◆ **EXTRACT TO READ**:
________________________

Vaccination Double Bind: A Study of Pregnancy and COVID-19 Vaccine Decision-Making

Pages 494-509 | Published online: 03 Oct 2022
 

ABSTRACT

COVID-19 vaccination rates among pregnant people are among the lowest in the United States. To better understand how pregnant people are seeking, assembling, and making meaning of different types of information and support, this essay reports on a study of a social media forum created for pregnant and breastfeeding people to discuss COVID-19 vaccination. Data come from 435 forum posts and 17 interviews with forum participants. Findings document four rhetorical strategies that participants developed to move themselves from vaccine uncertainty to vaccine confidence: (1) seeking embodied evidence to personalize vaccine decision making, (2) localizing scientific evidence to their lived contexts, (3) optimizing vaccination, and (4) attending to the affective and relational dimensions of vaccination. These strategies show how participants calibrated two powerful and conflicting rhetorics—one rhetoric that they should get vaccinated as soon as possible, and another that they should make personalized health decisions for their families.

Supplemental data

Supplemental data for this article can be accessed online at https://doi.org/10.1080/02773945.2022.2062437.

Disclosure Statement

No potential conflict of interest was reported by the author(s).

________________________

◆ **INPUT DATA**:
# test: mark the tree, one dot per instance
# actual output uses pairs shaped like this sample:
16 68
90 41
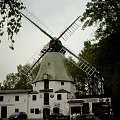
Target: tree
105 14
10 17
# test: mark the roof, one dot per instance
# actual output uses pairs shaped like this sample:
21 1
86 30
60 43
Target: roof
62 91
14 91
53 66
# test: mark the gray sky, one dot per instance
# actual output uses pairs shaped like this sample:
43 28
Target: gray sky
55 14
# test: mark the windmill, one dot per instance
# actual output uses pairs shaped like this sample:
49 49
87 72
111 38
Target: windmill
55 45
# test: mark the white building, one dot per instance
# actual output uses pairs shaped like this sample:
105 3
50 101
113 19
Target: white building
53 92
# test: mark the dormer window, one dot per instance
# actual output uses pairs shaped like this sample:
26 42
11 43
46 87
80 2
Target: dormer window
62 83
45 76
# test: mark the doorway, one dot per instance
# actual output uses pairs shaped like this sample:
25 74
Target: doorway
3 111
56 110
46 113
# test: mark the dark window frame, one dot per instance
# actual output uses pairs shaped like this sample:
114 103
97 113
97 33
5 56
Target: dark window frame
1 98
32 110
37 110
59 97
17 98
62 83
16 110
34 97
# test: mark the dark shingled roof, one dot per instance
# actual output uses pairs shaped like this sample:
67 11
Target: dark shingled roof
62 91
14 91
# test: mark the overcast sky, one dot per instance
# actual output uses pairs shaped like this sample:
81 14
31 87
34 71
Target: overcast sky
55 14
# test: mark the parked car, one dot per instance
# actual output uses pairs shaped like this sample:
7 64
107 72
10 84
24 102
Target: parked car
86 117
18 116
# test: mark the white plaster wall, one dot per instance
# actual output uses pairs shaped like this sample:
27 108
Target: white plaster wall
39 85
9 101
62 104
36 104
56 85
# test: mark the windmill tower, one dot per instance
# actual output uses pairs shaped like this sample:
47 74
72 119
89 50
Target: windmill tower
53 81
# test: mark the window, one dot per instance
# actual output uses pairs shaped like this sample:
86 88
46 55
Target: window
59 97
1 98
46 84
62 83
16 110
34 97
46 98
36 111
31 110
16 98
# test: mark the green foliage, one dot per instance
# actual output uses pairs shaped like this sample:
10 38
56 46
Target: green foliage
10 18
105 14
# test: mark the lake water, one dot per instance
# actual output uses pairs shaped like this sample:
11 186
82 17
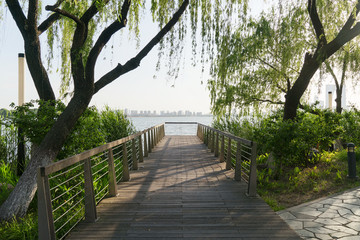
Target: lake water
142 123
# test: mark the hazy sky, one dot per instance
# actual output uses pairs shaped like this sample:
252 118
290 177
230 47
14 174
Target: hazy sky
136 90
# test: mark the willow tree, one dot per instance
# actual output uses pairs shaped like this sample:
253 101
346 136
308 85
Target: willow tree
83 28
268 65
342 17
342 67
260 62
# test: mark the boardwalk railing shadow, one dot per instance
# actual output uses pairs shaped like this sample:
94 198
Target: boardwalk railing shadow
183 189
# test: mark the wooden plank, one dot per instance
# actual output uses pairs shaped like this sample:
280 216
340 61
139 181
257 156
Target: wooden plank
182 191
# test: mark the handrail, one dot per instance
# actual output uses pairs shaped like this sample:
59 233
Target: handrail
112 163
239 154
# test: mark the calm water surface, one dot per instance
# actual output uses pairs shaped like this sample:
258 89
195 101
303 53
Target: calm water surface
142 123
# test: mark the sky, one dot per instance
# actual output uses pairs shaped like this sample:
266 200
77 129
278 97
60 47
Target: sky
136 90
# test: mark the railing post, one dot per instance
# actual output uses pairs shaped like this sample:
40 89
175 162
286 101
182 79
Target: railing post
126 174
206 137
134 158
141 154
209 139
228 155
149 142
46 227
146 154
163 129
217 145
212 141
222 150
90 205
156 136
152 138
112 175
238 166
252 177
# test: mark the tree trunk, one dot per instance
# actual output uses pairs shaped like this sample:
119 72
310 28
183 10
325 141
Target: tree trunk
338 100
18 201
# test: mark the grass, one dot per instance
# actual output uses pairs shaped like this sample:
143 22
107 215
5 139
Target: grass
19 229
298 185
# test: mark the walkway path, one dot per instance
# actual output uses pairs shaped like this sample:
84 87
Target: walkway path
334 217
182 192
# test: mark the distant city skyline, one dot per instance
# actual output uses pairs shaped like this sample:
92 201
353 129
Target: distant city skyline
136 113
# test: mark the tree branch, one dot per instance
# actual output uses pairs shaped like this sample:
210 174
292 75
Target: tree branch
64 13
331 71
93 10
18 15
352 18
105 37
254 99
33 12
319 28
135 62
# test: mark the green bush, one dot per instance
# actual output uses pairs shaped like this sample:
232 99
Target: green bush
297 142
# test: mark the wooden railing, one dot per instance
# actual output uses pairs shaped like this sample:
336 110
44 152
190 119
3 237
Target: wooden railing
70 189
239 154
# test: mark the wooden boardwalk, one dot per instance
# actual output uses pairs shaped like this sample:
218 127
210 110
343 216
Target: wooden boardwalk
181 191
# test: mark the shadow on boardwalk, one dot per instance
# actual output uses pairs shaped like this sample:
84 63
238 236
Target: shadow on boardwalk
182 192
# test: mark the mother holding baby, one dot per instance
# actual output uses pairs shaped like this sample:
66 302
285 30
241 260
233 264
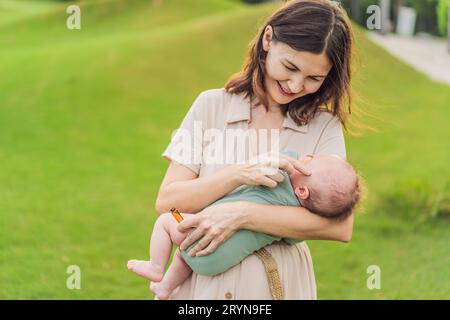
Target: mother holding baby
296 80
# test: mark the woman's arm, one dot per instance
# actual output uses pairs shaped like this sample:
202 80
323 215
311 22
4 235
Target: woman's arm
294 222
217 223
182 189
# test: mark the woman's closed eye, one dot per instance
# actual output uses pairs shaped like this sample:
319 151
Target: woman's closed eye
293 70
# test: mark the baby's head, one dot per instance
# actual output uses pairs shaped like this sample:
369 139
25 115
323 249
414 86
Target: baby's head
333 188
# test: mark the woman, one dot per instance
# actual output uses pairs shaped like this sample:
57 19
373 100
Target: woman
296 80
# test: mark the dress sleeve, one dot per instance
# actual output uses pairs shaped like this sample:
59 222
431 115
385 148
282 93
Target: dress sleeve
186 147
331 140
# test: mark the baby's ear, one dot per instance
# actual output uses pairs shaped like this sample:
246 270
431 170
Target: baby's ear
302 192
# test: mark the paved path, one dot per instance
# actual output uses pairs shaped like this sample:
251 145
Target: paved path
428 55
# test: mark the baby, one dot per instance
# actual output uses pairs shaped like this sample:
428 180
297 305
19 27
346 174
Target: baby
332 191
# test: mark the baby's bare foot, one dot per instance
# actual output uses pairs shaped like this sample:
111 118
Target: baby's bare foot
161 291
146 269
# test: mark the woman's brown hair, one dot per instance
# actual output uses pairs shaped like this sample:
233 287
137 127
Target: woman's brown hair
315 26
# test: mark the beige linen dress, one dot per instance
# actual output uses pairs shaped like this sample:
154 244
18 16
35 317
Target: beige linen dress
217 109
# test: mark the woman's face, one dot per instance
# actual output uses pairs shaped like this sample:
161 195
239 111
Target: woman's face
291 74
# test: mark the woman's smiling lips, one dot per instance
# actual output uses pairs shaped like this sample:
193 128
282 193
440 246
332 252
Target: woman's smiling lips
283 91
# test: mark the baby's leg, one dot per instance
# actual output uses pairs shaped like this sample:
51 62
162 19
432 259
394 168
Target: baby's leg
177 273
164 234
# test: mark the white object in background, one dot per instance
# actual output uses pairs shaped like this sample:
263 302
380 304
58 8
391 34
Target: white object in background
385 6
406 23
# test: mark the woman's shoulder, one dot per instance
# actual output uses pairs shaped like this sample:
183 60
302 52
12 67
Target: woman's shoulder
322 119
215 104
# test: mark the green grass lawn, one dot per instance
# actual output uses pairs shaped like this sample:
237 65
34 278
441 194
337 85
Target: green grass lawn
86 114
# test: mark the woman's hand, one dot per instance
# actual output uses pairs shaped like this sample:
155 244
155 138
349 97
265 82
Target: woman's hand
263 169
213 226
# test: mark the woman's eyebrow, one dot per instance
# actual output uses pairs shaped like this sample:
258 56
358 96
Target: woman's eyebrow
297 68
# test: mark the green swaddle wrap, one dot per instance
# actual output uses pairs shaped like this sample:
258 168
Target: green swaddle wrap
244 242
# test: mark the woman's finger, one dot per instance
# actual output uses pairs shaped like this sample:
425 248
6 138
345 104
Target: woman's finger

________________________

Can you give the vaccine study text again, starting with "Supplemental data for" and going on through "by the author(s).", updated so that "competing interest" stands in place of "conflict of interest"?

Supplemental data for this article can be accessed online at https://doi.org/10.1080/02773945.2022.2062437.

Disclosure Statement

No potential competing interest was reported by the author(s).